_Text under study_

Gluten Free Spinach & Mushroom Quesadilla

gluten free quesadilla

Gluten Free Spinach and Mushroom Quesadilla

Alright, since I have started this gluten free journey, I’ve learned a few things. The first thing I learned…I am awful with diets. I failed after day 4. Second thing I’ve learned…I actually could feel a difference after 3 days. The last thing I learned, I should probably stop eating gluten. In an effort to not feel like I’m losing out on all of the things I love, I’m really trying to work with some alternatives.

For those of you who have gluten allergies, I’m sure you know the uncomfortable symptoms caused by eating gluten. For the 3 days that I successfully went gluten free, I felt great. I wasn’t tired, I didn’t feel bloated, and my stomach didn’t hurt. Not even a little bit! Now, after I ate bread on day 4, I felt terrible. My stomach was in pain, I felt bloated, and extremely lethargic. Yesterday, I went gluten free for breakfast and lunch, but not dinner. I succumbed to the temptation of pizza. Again, I felt terrible. ALL night long. Hopefully, I have learned my lesson.

On to the recipe! This gluten free quesadilla was so good! You can obviously use any veggies in a quesadilla, but I just went with what I had in the fridge since I don’t want things to go bad.

_Task brief_
Please say on which day, according to the quesadilla post, the writer failed the gluten-free diet.

_Data extracts_
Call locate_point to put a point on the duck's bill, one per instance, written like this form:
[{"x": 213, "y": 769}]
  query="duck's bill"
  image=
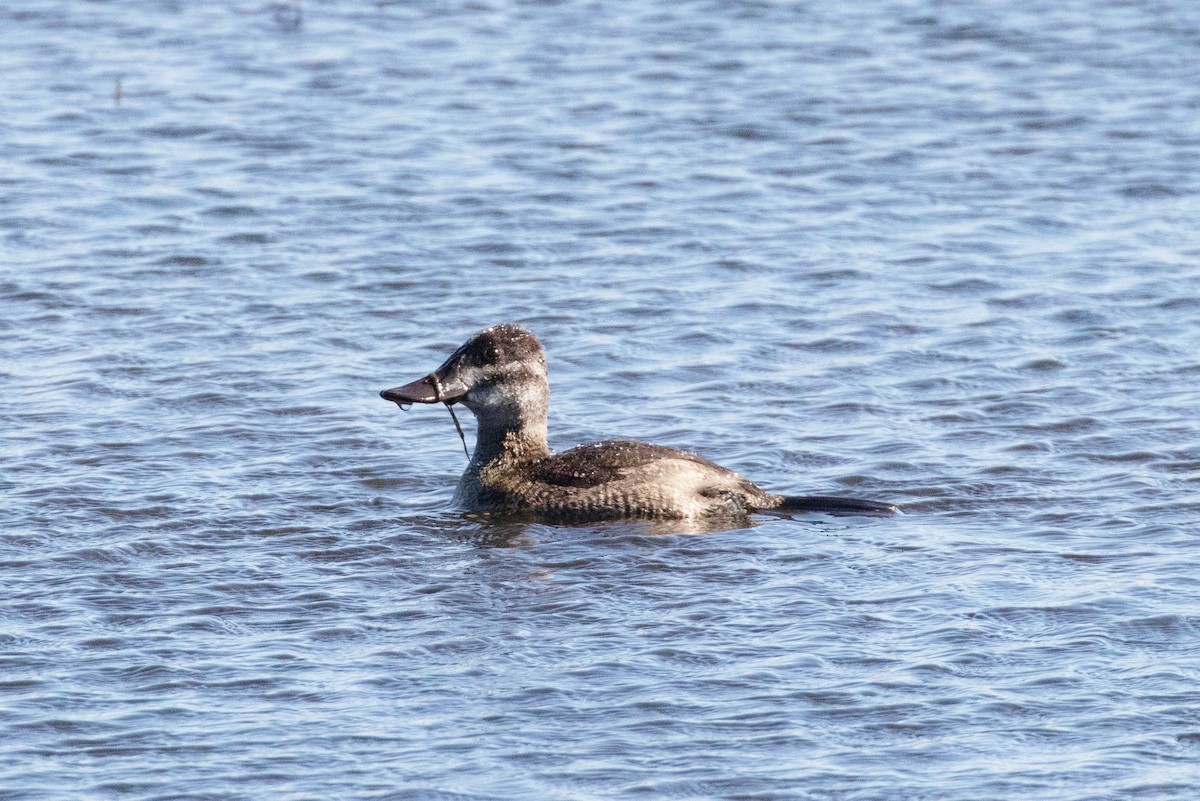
[{"x": 425, "y": 390}]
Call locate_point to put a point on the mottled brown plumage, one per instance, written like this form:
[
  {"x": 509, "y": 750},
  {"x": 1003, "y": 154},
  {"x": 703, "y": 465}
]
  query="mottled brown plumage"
[{"x": 501, "y": 375}]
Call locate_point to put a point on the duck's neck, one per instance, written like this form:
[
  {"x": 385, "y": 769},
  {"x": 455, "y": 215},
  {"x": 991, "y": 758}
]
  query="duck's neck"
[{"x": 510, "y": 443}]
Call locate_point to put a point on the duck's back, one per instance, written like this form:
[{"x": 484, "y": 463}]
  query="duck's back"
[{"x": 621, "y": 479}]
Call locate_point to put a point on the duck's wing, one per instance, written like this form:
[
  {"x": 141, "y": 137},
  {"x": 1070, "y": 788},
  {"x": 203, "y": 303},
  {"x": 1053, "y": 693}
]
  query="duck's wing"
[{"x": 600, "y": 463}]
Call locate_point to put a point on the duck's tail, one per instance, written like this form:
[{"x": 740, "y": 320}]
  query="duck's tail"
[{"x": 829, "y": 505}]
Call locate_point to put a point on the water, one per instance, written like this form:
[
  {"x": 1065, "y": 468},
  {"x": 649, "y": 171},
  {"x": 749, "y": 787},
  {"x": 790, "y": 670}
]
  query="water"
[{"x": 939, "y": 253}]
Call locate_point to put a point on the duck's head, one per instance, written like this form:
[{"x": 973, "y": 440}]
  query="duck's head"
[{"x": 499, "y": 374}]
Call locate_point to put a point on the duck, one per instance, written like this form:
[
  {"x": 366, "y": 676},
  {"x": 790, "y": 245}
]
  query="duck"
[{"x": 499, "y": 374}]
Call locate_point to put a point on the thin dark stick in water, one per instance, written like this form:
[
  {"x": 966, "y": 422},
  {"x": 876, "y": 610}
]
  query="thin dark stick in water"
[{"x": 437, "y": 396}]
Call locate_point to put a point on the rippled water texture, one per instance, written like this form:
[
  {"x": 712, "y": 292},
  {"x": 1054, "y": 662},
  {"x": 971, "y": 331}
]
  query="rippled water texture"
[{"x": 939, "y": 253}]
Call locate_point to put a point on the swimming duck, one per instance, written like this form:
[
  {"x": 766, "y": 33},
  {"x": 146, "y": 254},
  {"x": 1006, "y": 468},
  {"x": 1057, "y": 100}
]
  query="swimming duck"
[{"x": 501, "y": 375}]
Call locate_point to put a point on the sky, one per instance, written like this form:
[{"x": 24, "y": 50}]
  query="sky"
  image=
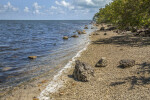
[{"x": 50, "y": 9}]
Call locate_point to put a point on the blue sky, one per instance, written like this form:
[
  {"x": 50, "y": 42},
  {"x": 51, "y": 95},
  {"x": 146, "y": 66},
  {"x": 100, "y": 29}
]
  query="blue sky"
[{"x": 50, "y": 9}]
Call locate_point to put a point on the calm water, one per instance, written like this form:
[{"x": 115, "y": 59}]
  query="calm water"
[{"x": 20, "y": 39}]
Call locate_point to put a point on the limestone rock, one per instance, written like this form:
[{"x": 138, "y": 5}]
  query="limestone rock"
[
  {"x": 105, "y": 33},
  {"x": 75, "y": 36},
  {"x": 102, "y": 62},
  {"x": 127, "y": 63},
  {"x": 6, "y": 68},
  {"x": 32, "y": 57},
  {"x": 83, "y": 72},
  {"x": 102, "y": 28},
  {"x": 111, "y": 28}
]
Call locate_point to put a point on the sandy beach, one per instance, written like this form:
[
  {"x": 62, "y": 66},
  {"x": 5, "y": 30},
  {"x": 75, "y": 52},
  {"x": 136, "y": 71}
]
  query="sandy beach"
[{"x": 112, "y": 82}]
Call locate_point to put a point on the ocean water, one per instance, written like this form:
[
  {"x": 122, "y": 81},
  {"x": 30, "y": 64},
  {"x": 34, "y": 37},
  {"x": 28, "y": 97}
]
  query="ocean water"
[{"x": 20, "y": 39}]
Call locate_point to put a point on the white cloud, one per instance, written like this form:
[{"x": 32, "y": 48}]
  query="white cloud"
[
  {"x": 65, "y": 4},
  {"x": 26, "y": 9},
  {"x": 53, "y": 7},
  {"x": 36, "y": 8},
  {"x": 91, "y": 3},
  {"x": 8, "y": 8}
]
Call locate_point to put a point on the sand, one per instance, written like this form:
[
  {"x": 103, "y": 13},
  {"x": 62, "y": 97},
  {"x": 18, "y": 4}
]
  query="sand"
[
  {"x": 112, "y": 82},
  {"x": 109, "y": 83}
]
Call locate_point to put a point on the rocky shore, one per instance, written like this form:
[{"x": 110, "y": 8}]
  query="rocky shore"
[
  {"x": 115, "y": 66},
  {"x": 121, "y": 66}
]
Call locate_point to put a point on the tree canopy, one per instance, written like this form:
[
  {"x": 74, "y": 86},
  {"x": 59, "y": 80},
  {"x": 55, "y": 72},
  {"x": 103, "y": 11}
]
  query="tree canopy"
[{"x": 125, "y": 13}]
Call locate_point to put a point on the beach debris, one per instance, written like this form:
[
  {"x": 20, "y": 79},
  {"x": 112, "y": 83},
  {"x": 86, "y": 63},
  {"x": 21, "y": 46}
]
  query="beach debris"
[
  {"x": 6, "y": 68},
  {"x": 102, "y": 28},
  {"x": 95, "y": 34},
  {"x": 109, "y": 25},
  {"x": 111, "y": 28},
  {"x": 81, "y": 32},
  {"x": 44, "y": 81},
  {"x": 83, "y": 72},
  {"x": 75, "y": 36},
  {"x": 102, "y": 62},
  {"x": 126, "y": 63},
  {"x": 32, "y": 57},
  {"x": 105, "y": 33},
  {"x": 65, "y": 37},
  {"x": 92, "y": 27},
  {"x": 35, "y": 98},
  {"x": 85, "y": 27}
]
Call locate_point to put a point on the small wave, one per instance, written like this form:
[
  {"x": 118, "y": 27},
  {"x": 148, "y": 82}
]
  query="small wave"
[{"x": 57, "y": 82}]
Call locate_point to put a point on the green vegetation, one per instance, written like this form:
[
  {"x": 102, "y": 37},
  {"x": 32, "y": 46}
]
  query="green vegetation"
[{"x": 125, "y": 14}]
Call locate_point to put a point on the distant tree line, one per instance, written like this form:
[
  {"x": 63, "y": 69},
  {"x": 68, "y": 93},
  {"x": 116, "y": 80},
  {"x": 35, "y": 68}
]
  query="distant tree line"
[{"x": 125, "y": 14}]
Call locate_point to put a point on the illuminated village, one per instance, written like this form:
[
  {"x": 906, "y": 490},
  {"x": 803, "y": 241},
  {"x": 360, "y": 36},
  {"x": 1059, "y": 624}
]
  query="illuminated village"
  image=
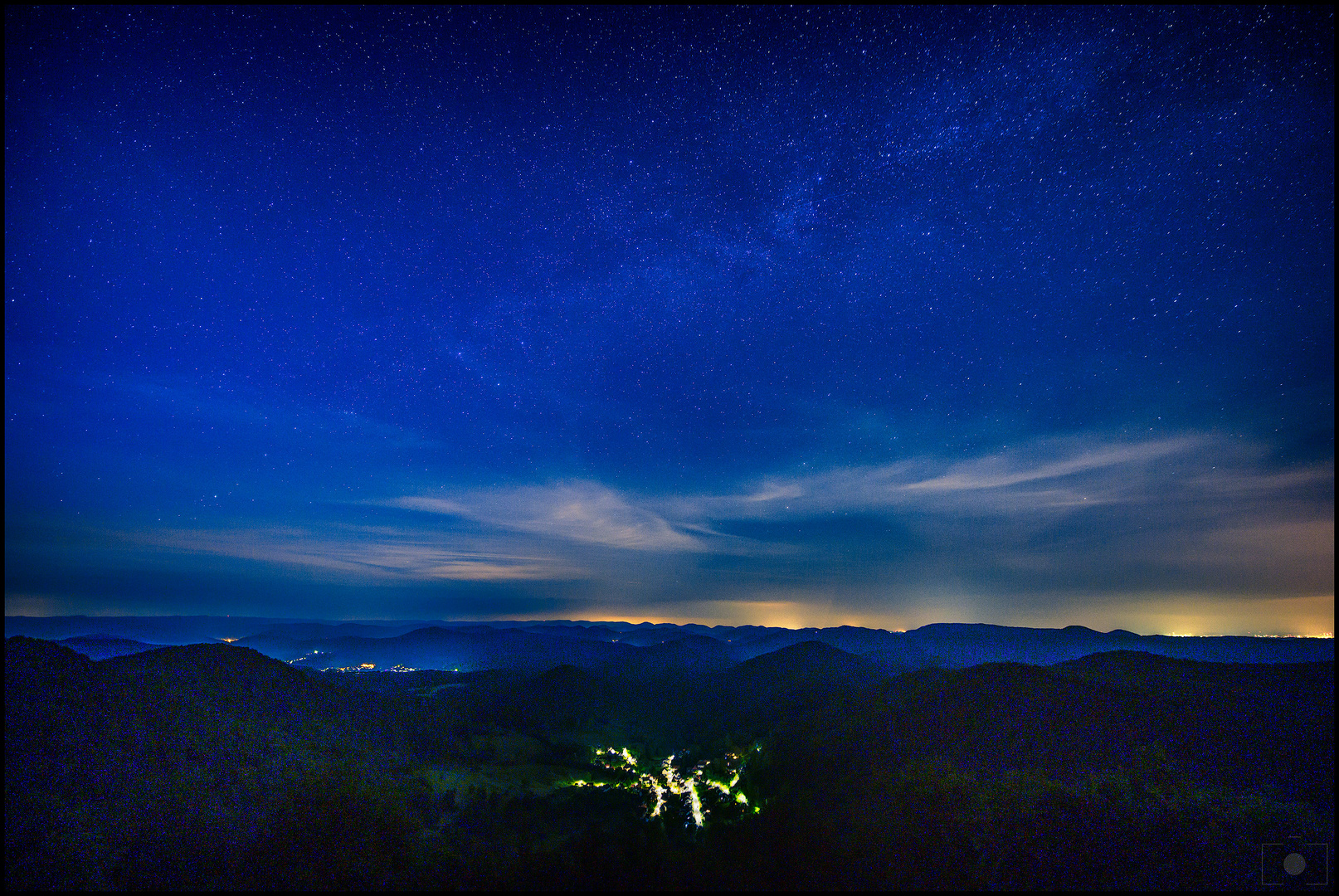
[{"x": 699, "y": 791}]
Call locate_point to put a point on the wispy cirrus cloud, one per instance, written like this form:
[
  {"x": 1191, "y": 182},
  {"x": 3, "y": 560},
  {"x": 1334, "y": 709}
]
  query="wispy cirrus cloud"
[
  {"x": 364, "y": 552},
  {"x": 582, "y": 512}
]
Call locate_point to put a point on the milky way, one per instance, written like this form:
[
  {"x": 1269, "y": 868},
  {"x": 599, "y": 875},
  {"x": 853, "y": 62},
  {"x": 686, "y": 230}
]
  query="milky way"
[{"x": 791, "y": 316}]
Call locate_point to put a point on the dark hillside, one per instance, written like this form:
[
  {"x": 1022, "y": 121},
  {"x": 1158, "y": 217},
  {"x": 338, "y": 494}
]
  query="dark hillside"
[{"x": 183, "y": 765}]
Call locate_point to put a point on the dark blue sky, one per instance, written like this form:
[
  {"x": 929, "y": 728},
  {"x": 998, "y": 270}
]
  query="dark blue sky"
[{"x": 808, "y": 316}]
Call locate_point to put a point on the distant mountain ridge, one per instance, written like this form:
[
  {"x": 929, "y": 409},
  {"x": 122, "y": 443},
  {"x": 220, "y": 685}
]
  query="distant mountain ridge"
[{"x": 538, "y": 645}]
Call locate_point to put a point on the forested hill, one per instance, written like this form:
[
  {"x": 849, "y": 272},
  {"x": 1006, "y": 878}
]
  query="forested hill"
[{"x": 215, "y": 767}]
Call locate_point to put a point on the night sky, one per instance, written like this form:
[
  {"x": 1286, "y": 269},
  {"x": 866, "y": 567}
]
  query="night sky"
[{"x": 780, "y": 316}]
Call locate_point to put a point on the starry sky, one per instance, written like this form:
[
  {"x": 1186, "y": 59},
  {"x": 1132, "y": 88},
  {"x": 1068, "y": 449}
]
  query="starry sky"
[{"x": 793, "y": 316}]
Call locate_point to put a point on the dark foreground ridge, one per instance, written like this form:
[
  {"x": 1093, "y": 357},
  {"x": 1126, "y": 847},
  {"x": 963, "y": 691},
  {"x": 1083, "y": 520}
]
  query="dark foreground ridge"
[{"x": 663, "y": 763}]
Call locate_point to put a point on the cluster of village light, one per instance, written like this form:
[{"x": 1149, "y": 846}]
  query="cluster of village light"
[{"x": 669, "y": 781}]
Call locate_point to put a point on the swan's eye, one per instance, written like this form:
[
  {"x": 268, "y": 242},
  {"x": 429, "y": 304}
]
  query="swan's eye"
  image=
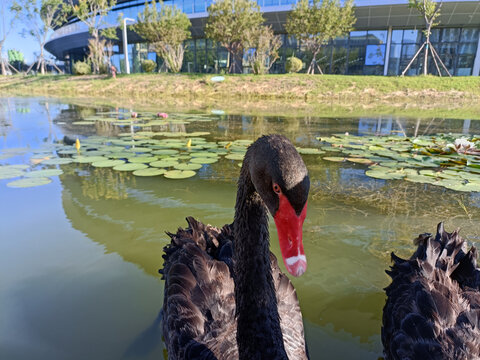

_Problem solution_
Day 4.